DESCRIPTION OF THE TASK ▸
Below is a listing. Set down exactly the lines from the one containing "One point lands on each instance of the produce" through the one containing "One point lands on each instance of the person in background;", both ends included, and leave out the rest.

-------------------------

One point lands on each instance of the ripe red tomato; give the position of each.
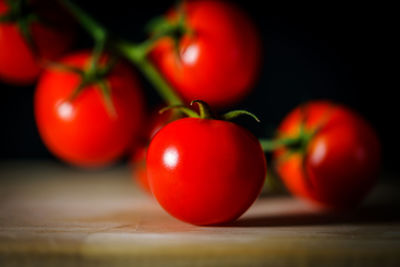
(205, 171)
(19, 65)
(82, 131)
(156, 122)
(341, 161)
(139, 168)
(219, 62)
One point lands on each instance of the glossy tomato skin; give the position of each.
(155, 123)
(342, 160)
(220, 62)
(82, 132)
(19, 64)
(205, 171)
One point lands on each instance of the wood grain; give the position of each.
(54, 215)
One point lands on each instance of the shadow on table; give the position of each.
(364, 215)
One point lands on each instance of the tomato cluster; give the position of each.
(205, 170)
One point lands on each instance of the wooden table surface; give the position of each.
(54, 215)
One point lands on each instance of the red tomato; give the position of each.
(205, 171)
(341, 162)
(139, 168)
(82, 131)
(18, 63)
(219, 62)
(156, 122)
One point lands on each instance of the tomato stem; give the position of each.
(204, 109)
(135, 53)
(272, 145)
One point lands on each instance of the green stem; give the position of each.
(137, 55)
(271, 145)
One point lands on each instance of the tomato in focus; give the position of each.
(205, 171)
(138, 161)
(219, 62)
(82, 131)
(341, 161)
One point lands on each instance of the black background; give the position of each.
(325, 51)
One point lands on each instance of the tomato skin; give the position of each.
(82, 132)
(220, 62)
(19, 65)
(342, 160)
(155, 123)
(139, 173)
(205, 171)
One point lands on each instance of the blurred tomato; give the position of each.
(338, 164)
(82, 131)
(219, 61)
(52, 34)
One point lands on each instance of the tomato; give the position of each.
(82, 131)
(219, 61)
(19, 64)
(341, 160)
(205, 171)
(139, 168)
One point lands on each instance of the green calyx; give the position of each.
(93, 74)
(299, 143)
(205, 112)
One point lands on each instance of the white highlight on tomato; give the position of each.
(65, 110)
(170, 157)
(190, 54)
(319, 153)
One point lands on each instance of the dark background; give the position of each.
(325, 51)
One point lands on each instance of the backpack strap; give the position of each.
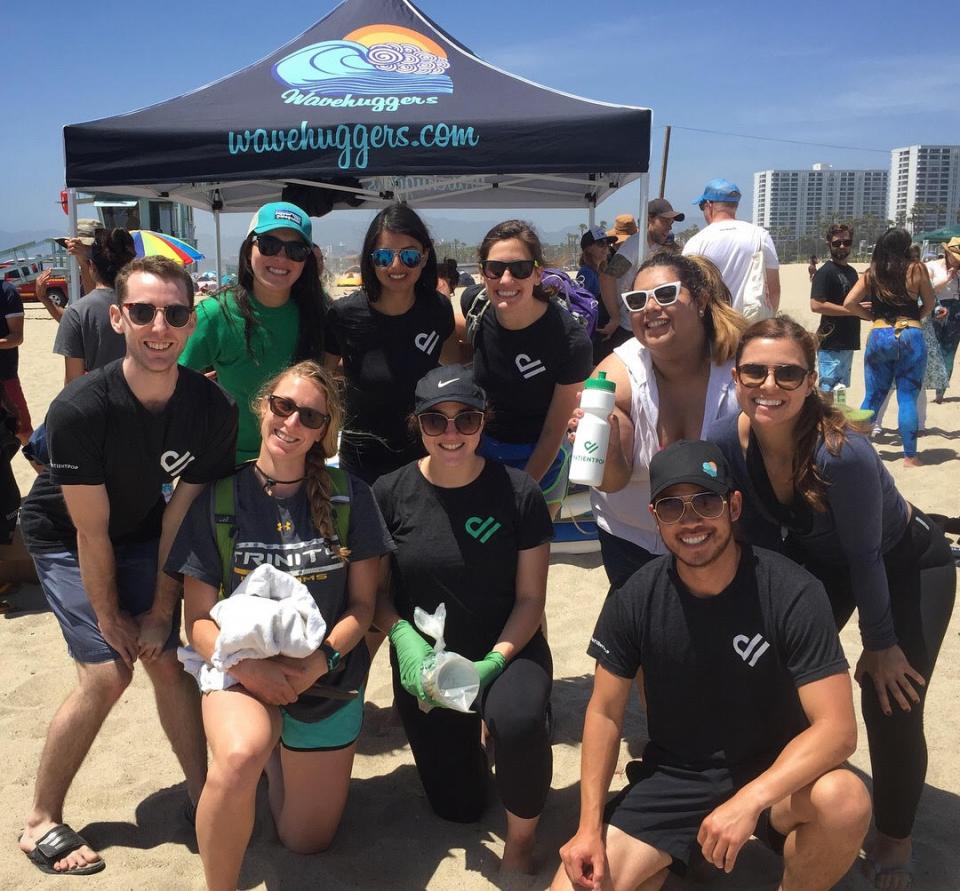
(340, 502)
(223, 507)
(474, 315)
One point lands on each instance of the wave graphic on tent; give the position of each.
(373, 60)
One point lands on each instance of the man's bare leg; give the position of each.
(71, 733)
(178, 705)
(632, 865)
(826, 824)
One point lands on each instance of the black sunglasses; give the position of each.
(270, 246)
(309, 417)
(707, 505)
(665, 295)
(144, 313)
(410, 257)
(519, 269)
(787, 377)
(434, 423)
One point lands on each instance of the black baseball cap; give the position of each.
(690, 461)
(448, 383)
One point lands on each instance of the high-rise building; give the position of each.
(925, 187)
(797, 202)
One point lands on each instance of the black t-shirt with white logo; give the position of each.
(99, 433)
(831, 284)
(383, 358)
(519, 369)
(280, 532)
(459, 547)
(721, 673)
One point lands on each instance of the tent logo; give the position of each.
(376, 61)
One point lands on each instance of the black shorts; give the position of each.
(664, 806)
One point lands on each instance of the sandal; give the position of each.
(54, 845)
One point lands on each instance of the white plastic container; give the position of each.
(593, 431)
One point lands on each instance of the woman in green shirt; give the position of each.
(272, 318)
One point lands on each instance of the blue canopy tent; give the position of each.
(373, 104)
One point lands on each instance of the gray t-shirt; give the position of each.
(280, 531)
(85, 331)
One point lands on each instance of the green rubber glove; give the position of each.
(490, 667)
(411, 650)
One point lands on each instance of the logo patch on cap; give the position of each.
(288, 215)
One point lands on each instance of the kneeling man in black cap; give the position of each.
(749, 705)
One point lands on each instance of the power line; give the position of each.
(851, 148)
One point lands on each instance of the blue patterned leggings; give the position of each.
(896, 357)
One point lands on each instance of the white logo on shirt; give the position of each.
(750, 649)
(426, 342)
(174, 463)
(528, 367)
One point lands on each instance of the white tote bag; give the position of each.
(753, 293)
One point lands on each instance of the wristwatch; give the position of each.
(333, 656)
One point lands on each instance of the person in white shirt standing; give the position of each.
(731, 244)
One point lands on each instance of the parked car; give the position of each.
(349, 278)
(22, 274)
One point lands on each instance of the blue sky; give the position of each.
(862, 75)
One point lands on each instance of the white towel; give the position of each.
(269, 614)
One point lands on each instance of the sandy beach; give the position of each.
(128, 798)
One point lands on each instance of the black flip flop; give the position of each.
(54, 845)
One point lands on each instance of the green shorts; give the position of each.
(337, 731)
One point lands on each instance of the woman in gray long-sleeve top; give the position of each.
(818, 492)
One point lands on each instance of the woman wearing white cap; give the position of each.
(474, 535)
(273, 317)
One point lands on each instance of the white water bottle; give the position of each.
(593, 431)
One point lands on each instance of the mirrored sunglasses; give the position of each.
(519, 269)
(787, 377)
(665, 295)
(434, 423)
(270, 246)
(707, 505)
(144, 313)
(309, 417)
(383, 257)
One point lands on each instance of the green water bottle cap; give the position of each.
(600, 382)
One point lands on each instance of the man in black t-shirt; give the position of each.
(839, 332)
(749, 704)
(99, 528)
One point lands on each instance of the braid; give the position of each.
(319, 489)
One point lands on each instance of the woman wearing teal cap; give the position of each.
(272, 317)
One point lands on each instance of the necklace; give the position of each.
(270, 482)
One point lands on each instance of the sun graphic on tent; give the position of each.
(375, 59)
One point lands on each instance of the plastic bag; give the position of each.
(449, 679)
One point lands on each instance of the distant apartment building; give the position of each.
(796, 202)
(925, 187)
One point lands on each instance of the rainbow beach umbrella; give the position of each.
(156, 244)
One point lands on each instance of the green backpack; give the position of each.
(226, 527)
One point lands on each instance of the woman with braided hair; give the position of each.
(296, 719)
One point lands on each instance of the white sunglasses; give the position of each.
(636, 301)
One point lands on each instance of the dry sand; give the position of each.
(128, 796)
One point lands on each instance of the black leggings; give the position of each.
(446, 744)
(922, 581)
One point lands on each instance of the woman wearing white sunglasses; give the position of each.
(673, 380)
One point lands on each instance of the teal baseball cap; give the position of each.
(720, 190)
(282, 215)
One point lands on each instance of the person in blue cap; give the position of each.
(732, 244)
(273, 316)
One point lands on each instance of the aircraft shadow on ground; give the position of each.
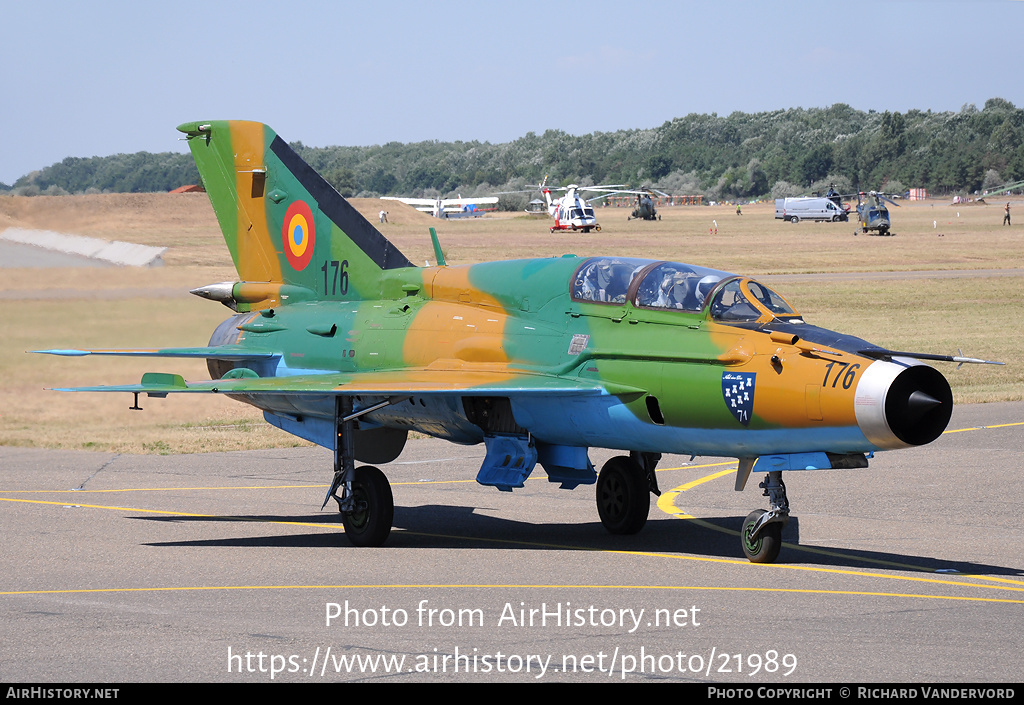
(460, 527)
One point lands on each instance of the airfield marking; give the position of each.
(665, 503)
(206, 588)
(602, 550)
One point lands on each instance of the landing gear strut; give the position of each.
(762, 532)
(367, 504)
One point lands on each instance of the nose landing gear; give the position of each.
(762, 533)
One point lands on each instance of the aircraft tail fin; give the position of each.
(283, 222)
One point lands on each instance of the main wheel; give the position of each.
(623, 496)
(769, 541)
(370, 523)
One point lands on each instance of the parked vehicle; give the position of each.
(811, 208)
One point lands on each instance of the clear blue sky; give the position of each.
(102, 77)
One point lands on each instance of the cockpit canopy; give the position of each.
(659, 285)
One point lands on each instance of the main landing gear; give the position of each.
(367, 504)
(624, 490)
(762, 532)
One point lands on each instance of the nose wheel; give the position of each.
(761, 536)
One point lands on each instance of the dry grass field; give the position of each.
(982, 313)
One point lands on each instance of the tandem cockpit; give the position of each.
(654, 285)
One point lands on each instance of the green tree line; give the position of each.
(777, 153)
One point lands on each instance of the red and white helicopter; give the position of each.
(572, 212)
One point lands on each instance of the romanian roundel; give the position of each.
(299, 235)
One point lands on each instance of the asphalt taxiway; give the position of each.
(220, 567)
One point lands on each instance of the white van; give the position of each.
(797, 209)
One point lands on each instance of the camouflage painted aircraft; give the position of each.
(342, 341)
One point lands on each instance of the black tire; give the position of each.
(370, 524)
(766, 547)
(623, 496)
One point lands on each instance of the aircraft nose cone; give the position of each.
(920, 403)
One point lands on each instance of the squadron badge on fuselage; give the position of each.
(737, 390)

-------------------------

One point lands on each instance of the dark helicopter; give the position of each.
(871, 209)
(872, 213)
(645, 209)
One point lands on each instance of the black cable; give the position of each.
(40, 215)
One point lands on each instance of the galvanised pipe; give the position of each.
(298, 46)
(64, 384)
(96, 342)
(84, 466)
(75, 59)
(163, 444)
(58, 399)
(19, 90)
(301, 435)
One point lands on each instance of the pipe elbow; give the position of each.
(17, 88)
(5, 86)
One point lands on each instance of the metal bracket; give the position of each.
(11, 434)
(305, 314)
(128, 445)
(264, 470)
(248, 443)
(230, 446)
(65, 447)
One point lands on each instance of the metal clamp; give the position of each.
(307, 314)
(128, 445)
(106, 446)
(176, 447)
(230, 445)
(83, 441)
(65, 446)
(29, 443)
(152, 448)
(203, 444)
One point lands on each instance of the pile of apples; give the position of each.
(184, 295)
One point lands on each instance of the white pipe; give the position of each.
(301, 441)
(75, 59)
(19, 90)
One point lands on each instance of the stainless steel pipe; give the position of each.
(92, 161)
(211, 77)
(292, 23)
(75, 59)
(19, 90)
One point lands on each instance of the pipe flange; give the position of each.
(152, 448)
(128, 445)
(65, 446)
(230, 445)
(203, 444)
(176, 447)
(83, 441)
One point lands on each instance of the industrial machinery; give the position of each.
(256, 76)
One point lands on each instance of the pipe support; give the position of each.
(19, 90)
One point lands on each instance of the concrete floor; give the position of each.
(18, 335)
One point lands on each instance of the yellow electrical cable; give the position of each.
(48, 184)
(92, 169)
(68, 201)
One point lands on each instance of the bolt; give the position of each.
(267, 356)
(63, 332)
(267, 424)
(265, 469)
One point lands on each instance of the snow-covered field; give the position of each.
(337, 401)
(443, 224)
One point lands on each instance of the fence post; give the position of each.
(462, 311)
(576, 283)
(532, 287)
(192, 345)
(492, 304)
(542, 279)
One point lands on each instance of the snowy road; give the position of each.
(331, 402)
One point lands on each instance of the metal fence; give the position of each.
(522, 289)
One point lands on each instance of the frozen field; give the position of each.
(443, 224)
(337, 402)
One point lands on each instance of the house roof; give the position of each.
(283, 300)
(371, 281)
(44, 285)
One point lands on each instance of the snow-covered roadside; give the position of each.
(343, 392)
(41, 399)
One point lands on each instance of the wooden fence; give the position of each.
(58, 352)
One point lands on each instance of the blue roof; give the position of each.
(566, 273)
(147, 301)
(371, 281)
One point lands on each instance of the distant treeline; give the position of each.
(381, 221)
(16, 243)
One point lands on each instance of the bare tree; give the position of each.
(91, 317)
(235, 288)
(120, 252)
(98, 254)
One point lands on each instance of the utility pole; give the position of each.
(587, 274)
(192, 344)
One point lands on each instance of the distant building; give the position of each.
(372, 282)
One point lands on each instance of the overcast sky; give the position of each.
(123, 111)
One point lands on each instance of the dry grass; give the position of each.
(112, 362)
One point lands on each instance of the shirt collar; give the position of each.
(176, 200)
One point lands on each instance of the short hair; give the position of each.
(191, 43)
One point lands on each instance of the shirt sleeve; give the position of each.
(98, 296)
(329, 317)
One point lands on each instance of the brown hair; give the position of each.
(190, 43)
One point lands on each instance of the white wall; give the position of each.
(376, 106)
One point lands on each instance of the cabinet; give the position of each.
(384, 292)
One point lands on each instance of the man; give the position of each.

-------------------------

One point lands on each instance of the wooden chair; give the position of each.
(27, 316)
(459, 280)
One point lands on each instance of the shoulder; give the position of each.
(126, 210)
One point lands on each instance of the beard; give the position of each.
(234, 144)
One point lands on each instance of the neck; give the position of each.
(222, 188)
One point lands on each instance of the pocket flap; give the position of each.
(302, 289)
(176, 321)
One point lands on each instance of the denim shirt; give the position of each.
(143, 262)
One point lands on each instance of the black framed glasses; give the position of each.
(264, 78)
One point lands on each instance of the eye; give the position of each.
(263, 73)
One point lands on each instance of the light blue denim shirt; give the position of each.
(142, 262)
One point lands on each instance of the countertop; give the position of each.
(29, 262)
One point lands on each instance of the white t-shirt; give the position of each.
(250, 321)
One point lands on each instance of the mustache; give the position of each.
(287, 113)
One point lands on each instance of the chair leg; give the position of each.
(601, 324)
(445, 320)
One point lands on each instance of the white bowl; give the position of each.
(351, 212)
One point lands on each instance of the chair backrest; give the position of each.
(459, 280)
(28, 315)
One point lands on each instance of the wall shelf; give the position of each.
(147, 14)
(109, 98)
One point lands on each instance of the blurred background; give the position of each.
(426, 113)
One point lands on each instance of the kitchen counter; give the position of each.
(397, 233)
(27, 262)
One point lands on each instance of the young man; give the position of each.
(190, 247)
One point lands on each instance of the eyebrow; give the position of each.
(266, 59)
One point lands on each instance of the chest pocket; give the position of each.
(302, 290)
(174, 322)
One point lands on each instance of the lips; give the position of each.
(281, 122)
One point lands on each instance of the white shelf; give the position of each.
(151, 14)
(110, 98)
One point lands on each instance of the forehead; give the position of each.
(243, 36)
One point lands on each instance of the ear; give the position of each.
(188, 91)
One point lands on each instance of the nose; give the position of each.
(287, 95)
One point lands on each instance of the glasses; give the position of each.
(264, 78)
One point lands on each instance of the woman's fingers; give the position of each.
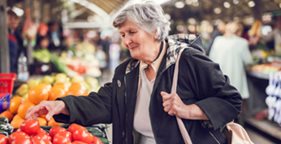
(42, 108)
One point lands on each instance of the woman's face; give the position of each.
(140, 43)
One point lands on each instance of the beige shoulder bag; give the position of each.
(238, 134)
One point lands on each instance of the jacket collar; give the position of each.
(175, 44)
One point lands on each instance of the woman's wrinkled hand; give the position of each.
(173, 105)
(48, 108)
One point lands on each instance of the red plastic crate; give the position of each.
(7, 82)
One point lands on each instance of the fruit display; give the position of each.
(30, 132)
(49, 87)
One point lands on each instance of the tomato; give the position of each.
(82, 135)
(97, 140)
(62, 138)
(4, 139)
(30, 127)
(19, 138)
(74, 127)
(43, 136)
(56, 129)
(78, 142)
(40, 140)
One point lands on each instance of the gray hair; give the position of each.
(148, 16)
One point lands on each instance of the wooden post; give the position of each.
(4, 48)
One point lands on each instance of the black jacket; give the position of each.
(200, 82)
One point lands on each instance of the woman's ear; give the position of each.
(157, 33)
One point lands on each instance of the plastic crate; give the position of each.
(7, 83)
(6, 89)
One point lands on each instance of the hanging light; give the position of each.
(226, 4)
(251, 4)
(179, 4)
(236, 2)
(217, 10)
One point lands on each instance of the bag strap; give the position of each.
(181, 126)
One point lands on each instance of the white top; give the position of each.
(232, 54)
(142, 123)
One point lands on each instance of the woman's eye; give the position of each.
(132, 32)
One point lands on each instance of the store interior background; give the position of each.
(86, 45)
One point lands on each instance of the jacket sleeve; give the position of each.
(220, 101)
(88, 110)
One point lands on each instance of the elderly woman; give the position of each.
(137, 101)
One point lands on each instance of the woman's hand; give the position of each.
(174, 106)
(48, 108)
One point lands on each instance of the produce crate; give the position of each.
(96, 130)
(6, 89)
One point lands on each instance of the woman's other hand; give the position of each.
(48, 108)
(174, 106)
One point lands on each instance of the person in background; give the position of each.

-------------------------

ANSWER SPACE ▸
One point lands on each instance of the produce crate; give the position of each.
(96, 130)
(6, 89)
One point lands on each instance of the woman's other hand; give the position of each.
(48, 108)
(174, 106)
One point lands on each instance of the person in background; give the position of each.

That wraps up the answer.